■ Supplied text
BEGIN
Obesity and weight loss
Obesity in cats is becoming an increasing problem and can lead to a number of health risks including:
Urinary tract disorders
High blood pressure (hypertension)
Most cats become overweight due to lack of exercise and over-feeding, but there are a few conditions that can lead to weight loss or weight gain so it’s always important to seek veterinary advice first. A consultation with your vet can help to identify an underlying problems or whether your cat is already suffering with side effects of obesity.
If no medical problems are found then one of nursing team can help you make adjustment to your cat’s regime in order to encourage weight loss. The nurses run weight clinics to give you step by step advice and to monitor your cats progress. Please call the practice if you are interested in enrolling on one of these FREE clinics.
Tips on feline weight loss
Feed little and often. Cats are grazing animals and don’t necessarily require two meals a day.
Weigh food out in the morning and only take out what is required for “treats” and mealtimes.
Save toilet/kitchen rool tubes! They make great activity centres for cats. Stick them on top of each other and put a few pieces of food in the holes. It keeps their minds and paws busy!
Pen torches make good toys, they like to chase the light. PLEASE DON’T POINT THEM DIRECTLY AT THE CAT’S EYES!
If you cat responds well to catnip, allow small periods of frantic play throughout the day. If you leave catnip toys out all the time they become used to it and effects tend to be reduced.
Brightly coloured, textured toys grab the cat’s attention. Homemade toys work just as effectively if not better. Please avoid using string or twine as some cats will try to swallow it and can cause severe internal damage.
Cats are predatory animals. They like a reward at the end of a play session. This should be enforced by, ideally, a ration from their daily allowance of food and the toy removed until later.
Cats weight loss, or lack of, can be related to stress. Multicat household, new cats in the neighbourhood, new friends/family members, change in routines and even moving furniture and putting up Christmas decorations can cause stress to cats. Cortisol is a “stress hormone”, it is directly effects fat storage and increasses blood pressure. Chronic stress can be a cause of obesity in some instances. So it’s important not only to tell the nurse what and hen your cats eats, but if they are stressed. It may be advisable to monitor your cat’s blood pressure as well as their weight as hypertension can lead to other health problems.
Cats lose weight at a slower rate than dogs. So it’s important to attend regular weight clinics every 3-4 weeks. Measurements around the waist, chest and sometimes neck will be taken and a percentage weight change recorded.
Once target weight is achieved a maintenance diet will be discussed with you.
Prescription weight reducing food is the best way for your cat to lose weight quickly and safely. NEVER starve your cat! If your cat doesn’t eat for more than 24 hours, they should see a vet. These diets are prepared in both wet and dry forms. We recommend to feed exclusively one form of food as it’s easier to calculate the daily required amount your cat needs.
On average it takes 4 months for a cat to lose 15% of its starting weight.
END
■ Data extract
BEGIN
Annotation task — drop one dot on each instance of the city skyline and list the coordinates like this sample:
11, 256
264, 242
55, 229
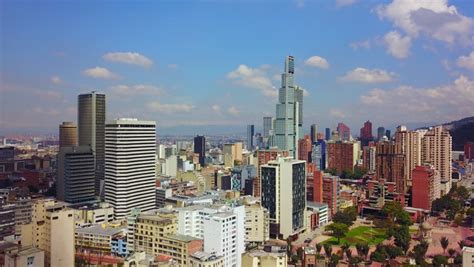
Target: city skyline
393, 70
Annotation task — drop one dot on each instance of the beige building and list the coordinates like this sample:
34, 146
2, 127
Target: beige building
149, 230
437, 151
258, 258
204, 259
409, 143
257, 223
26, 256
179, 247
51, 230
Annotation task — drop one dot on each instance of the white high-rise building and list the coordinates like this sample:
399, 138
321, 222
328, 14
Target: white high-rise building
283, 183
289, 112
222, 228
130, 148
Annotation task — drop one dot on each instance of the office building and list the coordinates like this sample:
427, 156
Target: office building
51, 230
200, 148
437, 151
7, 220
344, 132
327, 135
366, 133
425, 187
284, 195
390, 165
130, 169
250, 135
314, 133
67, 134
380, 133
263, 157
267, 126
305, 149
91, 116
289, 111
318, 154
342, 155
76, 174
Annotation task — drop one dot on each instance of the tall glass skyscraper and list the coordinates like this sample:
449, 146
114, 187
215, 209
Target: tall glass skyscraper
289, 111
91, 115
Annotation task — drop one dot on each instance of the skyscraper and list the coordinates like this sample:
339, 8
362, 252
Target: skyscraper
267, 126
436, 150
130, 170
284, 195
380, 133
314, 133
91, 130
67, 134
200, 148
76, 174
366, 133
250, 134
289, 111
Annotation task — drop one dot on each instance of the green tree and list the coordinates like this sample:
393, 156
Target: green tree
338, 230
346, 216
444, 241
419, 252
440, 260
396, 214
327, 250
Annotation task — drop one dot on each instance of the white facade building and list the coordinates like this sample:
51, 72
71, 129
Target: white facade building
130, 148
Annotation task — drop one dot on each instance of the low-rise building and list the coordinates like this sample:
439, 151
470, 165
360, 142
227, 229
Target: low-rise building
203, 259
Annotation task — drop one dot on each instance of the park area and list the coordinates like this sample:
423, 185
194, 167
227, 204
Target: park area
360, 234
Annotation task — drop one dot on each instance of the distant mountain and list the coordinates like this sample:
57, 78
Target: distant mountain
461, 130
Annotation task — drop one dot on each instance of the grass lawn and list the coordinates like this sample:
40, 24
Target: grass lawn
361, 234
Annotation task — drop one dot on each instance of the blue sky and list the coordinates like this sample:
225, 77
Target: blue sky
202, 63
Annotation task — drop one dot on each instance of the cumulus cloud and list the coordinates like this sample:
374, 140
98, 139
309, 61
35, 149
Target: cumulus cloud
156, 106
100, 73
364, 75
142, 89
466, 61
317, 62
254, 78
337, 113
360, 44
56, 80
133, 58
233, 111
451, 101
342, 3
435, 19
397, 45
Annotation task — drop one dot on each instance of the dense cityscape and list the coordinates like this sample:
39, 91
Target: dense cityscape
110, 190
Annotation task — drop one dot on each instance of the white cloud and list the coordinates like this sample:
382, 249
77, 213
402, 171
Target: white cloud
233, 111
318, 62
342, 3
143, 89
129, 58
56, 80
466, 61
255, 78
433, 18
156, 106
360, 44
397, 45
99, 73
451, 101
337, 114
364, 75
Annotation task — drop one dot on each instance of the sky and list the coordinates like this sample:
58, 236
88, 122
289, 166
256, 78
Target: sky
193, 66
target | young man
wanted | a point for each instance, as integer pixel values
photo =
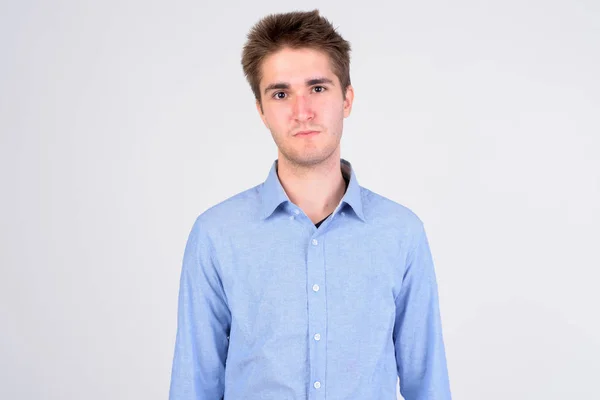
(307, 286)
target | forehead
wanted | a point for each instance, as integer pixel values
(294, 66)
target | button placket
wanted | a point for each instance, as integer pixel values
(317, 317)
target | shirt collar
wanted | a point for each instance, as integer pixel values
(273, 195)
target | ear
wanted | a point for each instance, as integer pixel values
(348, 101)
(261, 113)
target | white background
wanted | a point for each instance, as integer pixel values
(122, 121)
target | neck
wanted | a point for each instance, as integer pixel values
(316, 189)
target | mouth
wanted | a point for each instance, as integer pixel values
(306, 133)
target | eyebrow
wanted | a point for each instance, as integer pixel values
(309, 82)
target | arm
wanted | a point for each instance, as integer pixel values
(420, 354)
(203, 324)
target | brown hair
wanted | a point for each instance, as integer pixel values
(296, 29)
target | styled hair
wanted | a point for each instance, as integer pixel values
(298, 29)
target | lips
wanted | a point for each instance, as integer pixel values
(306, 133)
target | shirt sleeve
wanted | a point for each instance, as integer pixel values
(418, 341)
(203, 324)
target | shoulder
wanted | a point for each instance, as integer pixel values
(391, 217)
(235, 211)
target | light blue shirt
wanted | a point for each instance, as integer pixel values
(270, 307)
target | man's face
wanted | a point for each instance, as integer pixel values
(300, 93)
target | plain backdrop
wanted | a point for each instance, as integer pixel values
(121, 121)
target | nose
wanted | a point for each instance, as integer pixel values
(302, 110)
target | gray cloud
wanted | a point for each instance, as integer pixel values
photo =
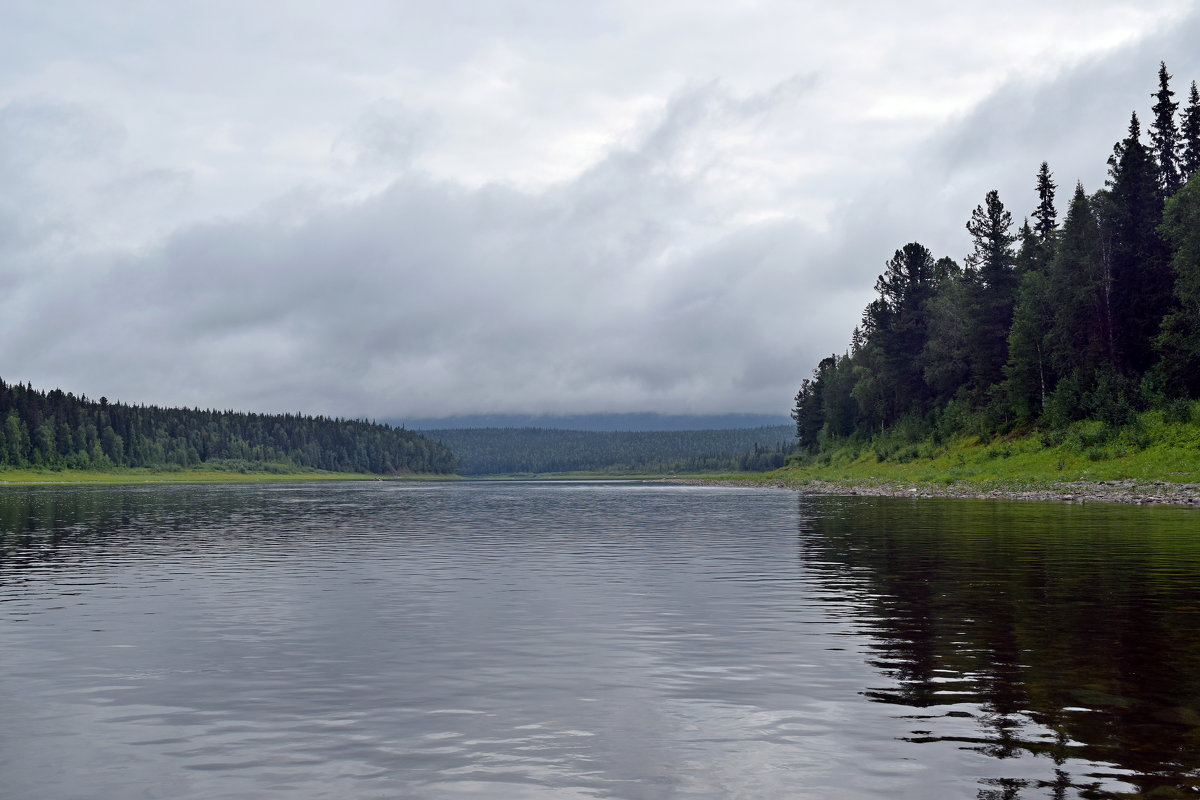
(712, 245)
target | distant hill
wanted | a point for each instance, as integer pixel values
(595, 421)
(504, 451)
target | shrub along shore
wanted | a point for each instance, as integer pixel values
(1155, 458)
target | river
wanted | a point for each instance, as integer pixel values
(607, 639)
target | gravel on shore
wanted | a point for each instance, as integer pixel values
(1128, 492)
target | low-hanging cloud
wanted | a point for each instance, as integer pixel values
(702, 260)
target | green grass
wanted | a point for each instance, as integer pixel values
(137, 475)
(1155, 446)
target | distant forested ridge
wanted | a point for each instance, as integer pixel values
(505, 451)
(58, 429)
(1091, 317)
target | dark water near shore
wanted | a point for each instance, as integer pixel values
(592, 641)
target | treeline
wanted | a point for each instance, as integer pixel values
(59, 431)
(507, 451)
(1095, 317)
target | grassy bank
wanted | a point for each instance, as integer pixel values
(137, 475)
(1158, 445)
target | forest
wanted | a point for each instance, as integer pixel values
(507, 451)
(57, 429)
(1091, 317)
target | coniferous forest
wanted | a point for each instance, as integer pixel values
(1090, 312)
(498, 451)
(57, 429)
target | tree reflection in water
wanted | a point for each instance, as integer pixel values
(1069, 633)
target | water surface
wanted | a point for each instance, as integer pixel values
(621, 641)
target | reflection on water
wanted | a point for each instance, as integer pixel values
(592, 641)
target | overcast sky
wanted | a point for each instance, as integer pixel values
(406, 209)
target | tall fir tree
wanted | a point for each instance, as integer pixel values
(1045, 216)
(993, 278)
(1138, 259)
(1189, 134)
(899, 324)
(1080, 336)
(1164, 136)
(1179, 344)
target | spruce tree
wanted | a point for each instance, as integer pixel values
(993, 277)
(1164, 136)
(1140, 277)
(1189, 134)
(1045, 216)
(899, 322)
(1179, 343)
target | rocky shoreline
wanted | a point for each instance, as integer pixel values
(1127, 492)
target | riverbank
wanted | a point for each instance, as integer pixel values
(1127, 492)
(137, 475)
(1153, 459)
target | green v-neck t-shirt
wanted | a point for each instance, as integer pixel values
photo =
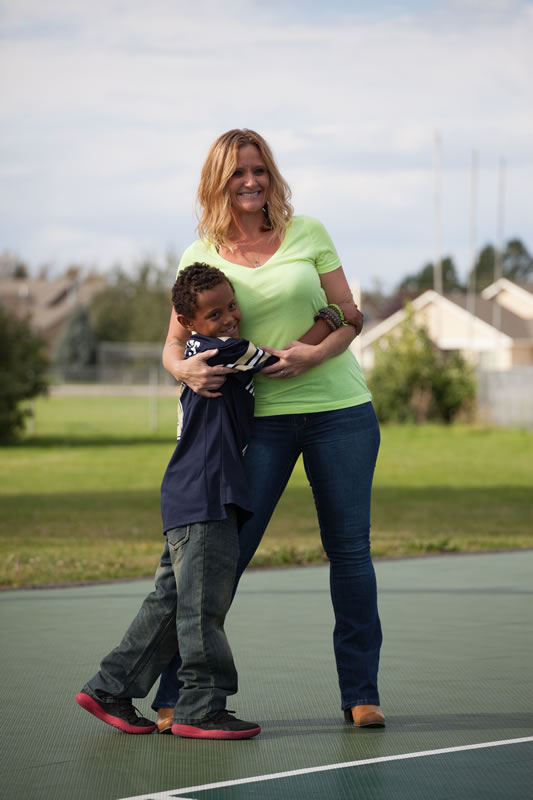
(279, 301)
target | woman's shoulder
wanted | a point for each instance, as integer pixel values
(197, 251)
END
■ Problem description
Edit the cat weight loss text from "Most cats become" to "meals a day.", putting "practice nurses" wherever "nursing team" appears. The entries are not needed for any of this.

■ Response below
Most cats become overweight due to lack of exercise and over-feeding, but there are a few conditions that can lead to weight loss or weight gain so it’s always important to seek veterinary advice first. A consultation with your vet can help to identify an underlying problems or whether your cat is already suffering with side effects of obesity.
If no medical problems are found then one of practice nurses can help you make adjustment to your cat’s regime in order to encourage weight loss. The nurses run weight clinics to give you step by step advice and to monitor your cats progress. Please call the practice if you are interested in enrolling on one of these FREE clinics.
Tips on feline weight loss
Feed little and often. Cats are grazing animals and don’t necessarily require two meals a day.